▶ What the task asks:
Carry on the forum thread about entering category codes in software, starting right after its last sentence.

▶ Document text:
You need to get out among the users more.
Police use codes. Firefighters use codes. Warehouse guys use bin numbers. Admin types use form numbers.

When's the last time you said "hypertext markup language"?

Now I'm only talking about using codes if they're already there, not creating new ones.

You provide a way to type the code directly in, or to look up the code if they need to.

This is all *very* situational, mind you - I'm just pointing out that it's not an absolute either way.

Philo

Philo
Thursday, June 26, 2003

You may want to check out the UI in Microsoft Money for handling the budget category of a transaction. I'd never seen anything like it before. It looks like a basic drop down box, but it has a tree in it...

For example, your category could be food:groceries. You can either start typing "foo", autocomplete the word food by pressing ":" the begin typing "gro" and press enter when it autocompletes "groceries". Alternatively, you can press "f" and pick from the drop down box, which looks something like this:

food:
  groceries
  dining out
bills:
  rent
  etc.

It is a little hard to describe and I wasn't able to find a good screenshot of it, but you can d/l a MS Money trial from their website if you want to check it out. Not sure how well it would work for 4 deep. I agree with someone else here who said that if your users are entering these 100x a day, they will soon start to remember most possible/frequent combinations. Text entry with autocomplete might be very fast. I also agree that only usability testing will give you a confident answer.

▶ Listed records:
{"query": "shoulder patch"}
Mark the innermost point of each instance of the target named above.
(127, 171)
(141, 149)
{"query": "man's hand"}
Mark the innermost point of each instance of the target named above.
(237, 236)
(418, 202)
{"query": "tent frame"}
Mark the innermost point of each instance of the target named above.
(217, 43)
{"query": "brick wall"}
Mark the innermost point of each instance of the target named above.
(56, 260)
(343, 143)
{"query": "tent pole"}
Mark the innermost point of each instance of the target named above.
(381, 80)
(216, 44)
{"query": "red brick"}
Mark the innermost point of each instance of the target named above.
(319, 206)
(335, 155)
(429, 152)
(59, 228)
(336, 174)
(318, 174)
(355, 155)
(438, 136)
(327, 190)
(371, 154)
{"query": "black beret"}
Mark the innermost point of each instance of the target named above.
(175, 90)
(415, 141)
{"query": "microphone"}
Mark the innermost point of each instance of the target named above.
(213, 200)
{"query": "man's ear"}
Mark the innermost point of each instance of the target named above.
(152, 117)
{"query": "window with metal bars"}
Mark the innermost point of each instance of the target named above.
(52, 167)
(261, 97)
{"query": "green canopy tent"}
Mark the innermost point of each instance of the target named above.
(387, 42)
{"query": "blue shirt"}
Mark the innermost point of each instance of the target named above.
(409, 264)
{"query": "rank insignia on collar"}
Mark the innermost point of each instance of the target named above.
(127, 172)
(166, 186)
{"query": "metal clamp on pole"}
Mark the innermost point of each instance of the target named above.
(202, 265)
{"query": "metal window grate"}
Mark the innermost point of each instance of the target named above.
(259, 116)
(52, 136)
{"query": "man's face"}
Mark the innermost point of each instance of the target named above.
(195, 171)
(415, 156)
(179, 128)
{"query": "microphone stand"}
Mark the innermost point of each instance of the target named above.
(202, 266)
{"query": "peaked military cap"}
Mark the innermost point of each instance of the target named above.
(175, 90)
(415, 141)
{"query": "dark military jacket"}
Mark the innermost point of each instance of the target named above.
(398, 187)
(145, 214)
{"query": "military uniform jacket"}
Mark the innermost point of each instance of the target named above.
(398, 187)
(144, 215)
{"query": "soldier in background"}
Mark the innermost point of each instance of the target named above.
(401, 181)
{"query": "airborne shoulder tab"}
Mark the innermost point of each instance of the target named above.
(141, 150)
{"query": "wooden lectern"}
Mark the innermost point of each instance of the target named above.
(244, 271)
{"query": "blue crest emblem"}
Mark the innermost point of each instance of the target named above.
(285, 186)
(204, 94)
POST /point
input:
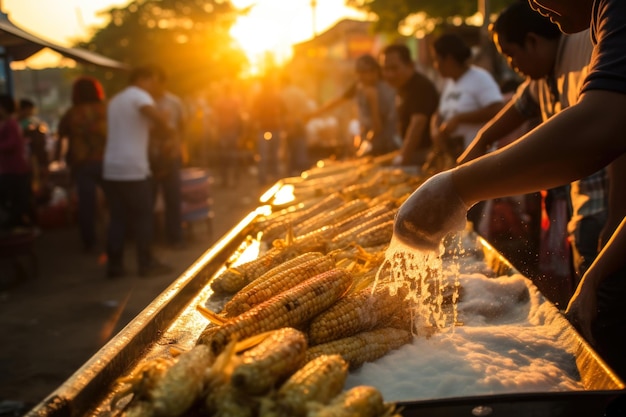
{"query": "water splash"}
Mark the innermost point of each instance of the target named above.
(428, 288)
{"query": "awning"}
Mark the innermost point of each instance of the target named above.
(19, 45)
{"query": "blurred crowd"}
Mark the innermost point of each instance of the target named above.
(124, 155)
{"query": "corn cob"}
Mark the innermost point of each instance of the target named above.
(281, 225)
(275, 281)
(182, 383)
(235, 278)
(344, 211)
(272, 360)
(226, 401)
(289, 308)
(320, 380)
(361, 401)
(363, 347)
(350, 236)
(376, 235)
(361, 217)
(353, 314)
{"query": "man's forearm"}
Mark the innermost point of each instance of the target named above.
(573, 144)
(504, 123)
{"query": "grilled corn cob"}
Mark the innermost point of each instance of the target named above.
(354, 313)
(358, 232)
(182, 383)
(289, 308)
(360, 401)
(277, 280)
(280, 226)
(344, 211)
(234, 279)
(320, 380)
(363, 347)
(363, 216)
(271, 361)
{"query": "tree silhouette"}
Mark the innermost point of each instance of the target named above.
(391, 13)
(189, 38)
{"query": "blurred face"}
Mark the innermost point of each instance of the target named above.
(529, 60)
(570, 15)
(396, 72)
(443, 64)
(149, 84)
(367, 77)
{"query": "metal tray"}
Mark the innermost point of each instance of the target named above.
(172, 319)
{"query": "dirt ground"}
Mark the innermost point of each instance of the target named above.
(52, 324)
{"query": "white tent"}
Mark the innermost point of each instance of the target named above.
(17, 44)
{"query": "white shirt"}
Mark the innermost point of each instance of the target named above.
(128, 131)
(475, 90)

▶ Written reply:
tom
Thursday, June 26, 2003

You could try emulating the cascading list shown here:

http://time-tripper.com/uipatterns/cascading-lists.html

UI Designer
Thursday, June 26, 2003

Shouldn't the OK and Cancel buttons be the other way round? This is Windows, right?

S. Tanna
Thursday, June 26, 2003

If a treeview is too complicated, why not try using a menu with submenus (such as you would find on the top bar of most apps)?

Alyosha`
Thursday, June 26, 2003

Oh my good. All the responses. Thank you all.

Yes the buttons are the wrong way around. Thanks for pointing this out, When I was making this I completely forgot about that little detail. Thank you.

And Tom, yes I use Microsoft Money 2002 ALOT and I started of trying to emulate that listbox because I absolutely love it, sadly in the timeframes I have it isn't possible. That is what I was aluding to when I described the "intelisense" version of a textbox I would like to use in the future. And the Money listbox also answers the issue of how to have the user enter new list items, you simply type an item after the ":" and if it isn't in the list, a message says "do you want to add it?". That would be perfect (anybody seen a ActiveX control to do this?).

Philo, the link at the bottom is where I propose a "List Editing" dialog to be launched from, but as others have pointed out this can cause confusion "What happens with my current selections if I click that?", so as others have suggested, I think an "Edit" link after each combo is more ideal. - and yes the lists do autopopulate in an onchange event.

Well this thread has certainly forced me to rethink this. I am definately reconsidering a treeview.

Chris
Thursday, June 26, 2003

>Hey Matt, you're in Saudi too?

Yup, I work for a rather large-ish oil company.  You may have heard of them  :-)

Matt Foley
Saturday, June 28, 2003

>Codes are no good. People learn codes out of
>necessity not becuase that is easier than
>remembering the actual word.

Sorry, gotta disagree with that one.  Imagine if travel agents had their codes taken away and were forced to use full names when booking flights.

BAH-AMS-IAH is easier than Bahrain-Amsterdam-Houston.  What about cities like London with multiple airports?  Or cities in different countries that share names?  London, Ontario and Paris, Ontario?  And how many cities in the US are named "Springfield"?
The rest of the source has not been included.